● ASSIGNED TASK: Would you show every line from the records that holds "surface"?

(DATA FOR ANALYSIS)

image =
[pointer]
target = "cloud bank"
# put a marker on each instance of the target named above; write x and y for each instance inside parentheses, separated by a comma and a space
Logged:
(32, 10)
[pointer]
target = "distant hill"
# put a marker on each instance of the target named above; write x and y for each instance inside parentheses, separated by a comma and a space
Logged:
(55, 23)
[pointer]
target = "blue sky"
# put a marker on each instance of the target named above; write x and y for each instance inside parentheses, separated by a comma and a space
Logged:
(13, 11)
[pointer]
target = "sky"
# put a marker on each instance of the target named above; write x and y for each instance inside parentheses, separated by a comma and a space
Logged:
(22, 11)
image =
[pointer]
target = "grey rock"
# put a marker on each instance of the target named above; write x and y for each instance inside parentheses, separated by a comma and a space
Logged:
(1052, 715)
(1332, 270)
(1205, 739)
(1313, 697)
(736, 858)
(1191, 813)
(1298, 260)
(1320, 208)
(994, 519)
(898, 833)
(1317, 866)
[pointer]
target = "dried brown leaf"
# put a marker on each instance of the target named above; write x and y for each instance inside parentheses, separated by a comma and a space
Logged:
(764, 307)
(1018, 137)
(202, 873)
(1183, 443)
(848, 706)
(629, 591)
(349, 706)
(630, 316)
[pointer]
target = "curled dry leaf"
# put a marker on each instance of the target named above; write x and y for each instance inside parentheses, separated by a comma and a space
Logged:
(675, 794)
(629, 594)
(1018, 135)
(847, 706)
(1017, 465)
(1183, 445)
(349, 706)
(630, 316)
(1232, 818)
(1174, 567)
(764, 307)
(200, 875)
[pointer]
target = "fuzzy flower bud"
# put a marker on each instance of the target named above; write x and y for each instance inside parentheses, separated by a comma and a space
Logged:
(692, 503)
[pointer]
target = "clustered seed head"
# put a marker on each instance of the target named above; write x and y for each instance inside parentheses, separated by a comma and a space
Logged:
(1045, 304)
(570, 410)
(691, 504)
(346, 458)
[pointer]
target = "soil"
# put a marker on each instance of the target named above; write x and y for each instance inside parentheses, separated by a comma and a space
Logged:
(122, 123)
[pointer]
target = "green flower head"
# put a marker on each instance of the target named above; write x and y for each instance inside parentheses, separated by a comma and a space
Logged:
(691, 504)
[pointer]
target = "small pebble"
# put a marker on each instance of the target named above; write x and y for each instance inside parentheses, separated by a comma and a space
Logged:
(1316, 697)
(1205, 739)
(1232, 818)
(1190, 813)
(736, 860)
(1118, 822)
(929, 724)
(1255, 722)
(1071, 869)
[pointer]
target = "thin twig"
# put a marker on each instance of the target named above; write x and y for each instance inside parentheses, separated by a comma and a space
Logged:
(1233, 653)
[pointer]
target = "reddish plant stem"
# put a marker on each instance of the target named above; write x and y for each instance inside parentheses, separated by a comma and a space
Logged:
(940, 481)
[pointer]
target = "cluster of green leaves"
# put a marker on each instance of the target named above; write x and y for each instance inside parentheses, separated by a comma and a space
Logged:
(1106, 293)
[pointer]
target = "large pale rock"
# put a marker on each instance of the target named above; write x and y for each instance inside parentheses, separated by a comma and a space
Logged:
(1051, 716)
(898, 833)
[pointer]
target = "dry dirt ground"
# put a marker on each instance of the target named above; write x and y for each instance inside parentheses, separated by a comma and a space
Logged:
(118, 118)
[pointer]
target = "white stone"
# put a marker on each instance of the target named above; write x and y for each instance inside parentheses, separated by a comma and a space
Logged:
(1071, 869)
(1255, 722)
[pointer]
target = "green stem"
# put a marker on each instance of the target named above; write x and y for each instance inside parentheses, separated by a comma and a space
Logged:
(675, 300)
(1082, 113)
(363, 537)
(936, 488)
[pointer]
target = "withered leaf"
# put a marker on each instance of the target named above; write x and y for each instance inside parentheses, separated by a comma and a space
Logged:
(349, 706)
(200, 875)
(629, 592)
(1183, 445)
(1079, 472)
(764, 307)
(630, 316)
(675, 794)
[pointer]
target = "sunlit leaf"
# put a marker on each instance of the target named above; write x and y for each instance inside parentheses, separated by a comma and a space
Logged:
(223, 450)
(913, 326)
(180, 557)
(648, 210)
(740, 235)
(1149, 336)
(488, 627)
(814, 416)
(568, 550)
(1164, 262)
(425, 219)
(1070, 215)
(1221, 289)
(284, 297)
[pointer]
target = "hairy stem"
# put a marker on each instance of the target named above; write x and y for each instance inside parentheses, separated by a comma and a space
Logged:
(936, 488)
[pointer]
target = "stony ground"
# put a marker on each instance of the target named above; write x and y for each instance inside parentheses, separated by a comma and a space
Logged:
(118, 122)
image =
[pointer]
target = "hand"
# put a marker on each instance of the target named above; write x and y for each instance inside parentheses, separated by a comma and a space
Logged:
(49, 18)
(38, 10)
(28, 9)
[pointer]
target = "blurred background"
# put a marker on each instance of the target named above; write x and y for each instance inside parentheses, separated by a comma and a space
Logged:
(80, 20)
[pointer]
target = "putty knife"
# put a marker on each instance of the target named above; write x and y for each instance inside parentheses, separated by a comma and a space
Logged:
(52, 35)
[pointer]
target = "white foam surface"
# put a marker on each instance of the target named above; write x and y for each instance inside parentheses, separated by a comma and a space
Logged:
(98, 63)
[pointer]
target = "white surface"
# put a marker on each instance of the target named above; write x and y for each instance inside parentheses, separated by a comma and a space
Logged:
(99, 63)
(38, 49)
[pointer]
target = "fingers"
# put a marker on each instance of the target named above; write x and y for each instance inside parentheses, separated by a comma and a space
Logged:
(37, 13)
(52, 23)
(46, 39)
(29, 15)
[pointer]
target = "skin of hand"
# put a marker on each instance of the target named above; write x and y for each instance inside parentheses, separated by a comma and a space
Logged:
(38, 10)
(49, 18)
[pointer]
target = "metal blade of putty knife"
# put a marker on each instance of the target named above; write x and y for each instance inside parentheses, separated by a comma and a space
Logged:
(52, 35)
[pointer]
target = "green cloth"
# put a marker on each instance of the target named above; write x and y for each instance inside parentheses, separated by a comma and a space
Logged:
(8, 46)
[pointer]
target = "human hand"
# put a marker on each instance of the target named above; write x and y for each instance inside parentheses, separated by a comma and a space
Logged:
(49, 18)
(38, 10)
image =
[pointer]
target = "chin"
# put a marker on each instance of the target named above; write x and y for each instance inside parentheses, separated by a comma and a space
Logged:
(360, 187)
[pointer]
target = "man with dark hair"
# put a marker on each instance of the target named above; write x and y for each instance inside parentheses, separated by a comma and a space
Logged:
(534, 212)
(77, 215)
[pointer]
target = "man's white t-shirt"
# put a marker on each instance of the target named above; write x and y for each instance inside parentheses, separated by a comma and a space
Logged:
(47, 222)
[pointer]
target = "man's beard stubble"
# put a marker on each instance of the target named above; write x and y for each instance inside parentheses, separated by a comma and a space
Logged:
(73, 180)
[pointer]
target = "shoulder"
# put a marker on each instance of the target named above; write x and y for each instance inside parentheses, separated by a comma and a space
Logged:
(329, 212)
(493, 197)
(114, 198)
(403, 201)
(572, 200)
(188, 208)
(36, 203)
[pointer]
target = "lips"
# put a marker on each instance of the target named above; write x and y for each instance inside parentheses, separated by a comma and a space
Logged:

(End DATA FOR ANALYSIS)

● RESULT OF THIS EXERCISE:
target = "white foam surface"
target = "white surface"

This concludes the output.